_A block of data_.
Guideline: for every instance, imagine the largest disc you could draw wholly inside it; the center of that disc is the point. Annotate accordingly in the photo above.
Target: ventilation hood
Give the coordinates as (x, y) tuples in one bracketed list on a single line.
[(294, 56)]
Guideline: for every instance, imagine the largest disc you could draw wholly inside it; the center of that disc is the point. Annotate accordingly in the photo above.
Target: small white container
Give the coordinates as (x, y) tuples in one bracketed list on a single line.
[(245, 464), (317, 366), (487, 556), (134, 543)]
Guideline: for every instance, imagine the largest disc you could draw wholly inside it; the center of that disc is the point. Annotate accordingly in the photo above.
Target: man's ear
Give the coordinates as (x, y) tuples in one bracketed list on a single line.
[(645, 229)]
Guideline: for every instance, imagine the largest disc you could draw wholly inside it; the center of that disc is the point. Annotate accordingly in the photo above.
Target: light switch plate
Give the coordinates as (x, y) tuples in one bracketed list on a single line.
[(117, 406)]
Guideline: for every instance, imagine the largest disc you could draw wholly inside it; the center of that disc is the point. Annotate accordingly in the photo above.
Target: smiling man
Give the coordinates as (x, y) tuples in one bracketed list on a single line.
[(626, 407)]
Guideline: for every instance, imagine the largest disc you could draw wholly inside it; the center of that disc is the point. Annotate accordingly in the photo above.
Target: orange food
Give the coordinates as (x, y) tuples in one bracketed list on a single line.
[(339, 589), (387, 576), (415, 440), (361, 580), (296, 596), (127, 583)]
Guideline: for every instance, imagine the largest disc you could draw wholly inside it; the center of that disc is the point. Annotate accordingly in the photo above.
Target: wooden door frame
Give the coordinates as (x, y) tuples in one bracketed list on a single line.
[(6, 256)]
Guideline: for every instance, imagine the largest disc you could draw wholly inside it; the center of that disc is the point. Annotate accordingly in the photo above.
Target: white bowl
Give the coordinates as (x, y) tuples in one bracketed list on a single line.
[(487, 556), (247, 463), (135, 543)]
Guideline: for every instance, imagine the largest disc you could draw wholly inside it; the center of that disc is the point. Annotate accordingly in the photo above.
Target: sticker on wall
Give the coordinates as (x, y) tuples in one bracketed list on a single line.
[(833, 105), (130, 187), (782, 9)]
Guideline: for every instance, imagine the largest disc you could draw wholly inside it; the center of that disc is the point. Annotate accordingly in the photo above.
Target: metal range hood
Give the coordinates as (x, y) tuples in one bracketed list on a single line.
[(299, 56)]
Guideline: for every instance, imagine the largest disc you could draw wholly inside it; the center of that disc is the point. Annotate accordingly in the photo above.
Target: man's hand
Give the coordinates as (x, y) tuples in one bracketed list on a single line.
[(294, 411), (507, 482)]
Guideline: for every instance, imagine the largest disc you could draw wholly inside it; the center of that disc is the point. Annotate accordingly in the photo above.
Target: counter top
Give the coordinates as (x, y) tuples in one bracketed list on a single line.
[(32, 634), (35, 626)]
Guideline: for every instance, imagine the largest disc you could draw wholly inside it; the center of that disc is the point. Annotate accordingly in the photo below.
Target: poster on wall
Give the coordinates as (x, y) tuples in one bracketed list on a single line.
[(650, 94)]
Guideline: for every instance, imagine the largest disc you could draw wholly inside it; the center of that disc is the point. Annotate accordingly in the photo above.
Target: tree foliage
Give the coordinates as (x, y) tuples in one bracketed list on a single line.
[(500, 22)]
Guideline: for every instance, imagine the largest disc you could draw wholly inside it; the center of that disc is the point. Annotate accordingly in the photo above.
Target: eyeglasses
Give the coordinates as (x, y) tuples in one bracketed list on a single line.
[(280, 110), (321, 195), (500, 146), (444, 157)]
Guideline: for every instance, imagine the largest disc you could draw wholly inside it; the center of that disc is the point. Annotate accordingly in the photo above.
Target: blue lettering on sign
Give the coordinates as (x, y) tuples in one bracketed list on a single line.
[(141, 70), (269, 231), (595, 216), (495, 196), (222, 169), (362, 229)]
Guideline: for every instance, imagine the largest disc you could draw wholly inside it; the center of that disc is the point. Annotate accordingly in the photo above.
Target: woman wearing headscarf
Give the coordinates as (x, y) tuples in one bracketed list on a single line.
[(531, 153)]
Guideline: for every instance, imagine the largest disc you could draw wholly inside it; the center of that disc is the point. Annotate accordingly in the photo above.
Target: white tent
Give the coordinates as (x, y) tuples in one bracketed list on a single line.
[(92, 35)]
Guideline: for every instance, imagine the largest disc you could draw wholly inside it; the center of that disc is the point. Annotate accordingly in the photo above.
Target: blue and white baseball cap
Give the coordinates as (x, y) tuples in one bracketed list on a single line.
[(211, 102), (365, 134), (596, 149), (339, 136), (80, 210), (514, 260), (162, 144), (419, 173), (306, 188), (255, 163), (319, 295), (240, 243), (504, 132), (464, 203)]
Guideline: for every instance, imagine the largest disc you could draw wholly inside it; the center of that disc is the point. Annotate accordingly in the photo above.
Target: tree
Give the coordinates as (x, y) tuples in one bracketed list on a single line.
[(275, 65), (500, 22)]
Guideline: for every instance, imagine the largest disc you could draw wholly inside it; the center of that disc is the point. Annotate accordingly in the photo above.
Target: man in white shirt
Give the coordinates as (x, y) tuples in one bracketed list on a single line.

_THE TASK_. Rewrite the data from the line that contains "the photo below." through the line that contains "[(650, 94)]", with both of those lines included. Multiply every coordinate in the answers by 0.4, and round each result to a whole number, with halves going up.

_TASK OUTPUT_.
Guideline: for every instance, imagine the largest disc you could draw wholly inside it; the center of that disc is the point. Annotate accordingly in the photo below.
Target: poster on wall
Give the coordinates as (x, y) tuples in one bracketed list on a single line.
[(260, 38)]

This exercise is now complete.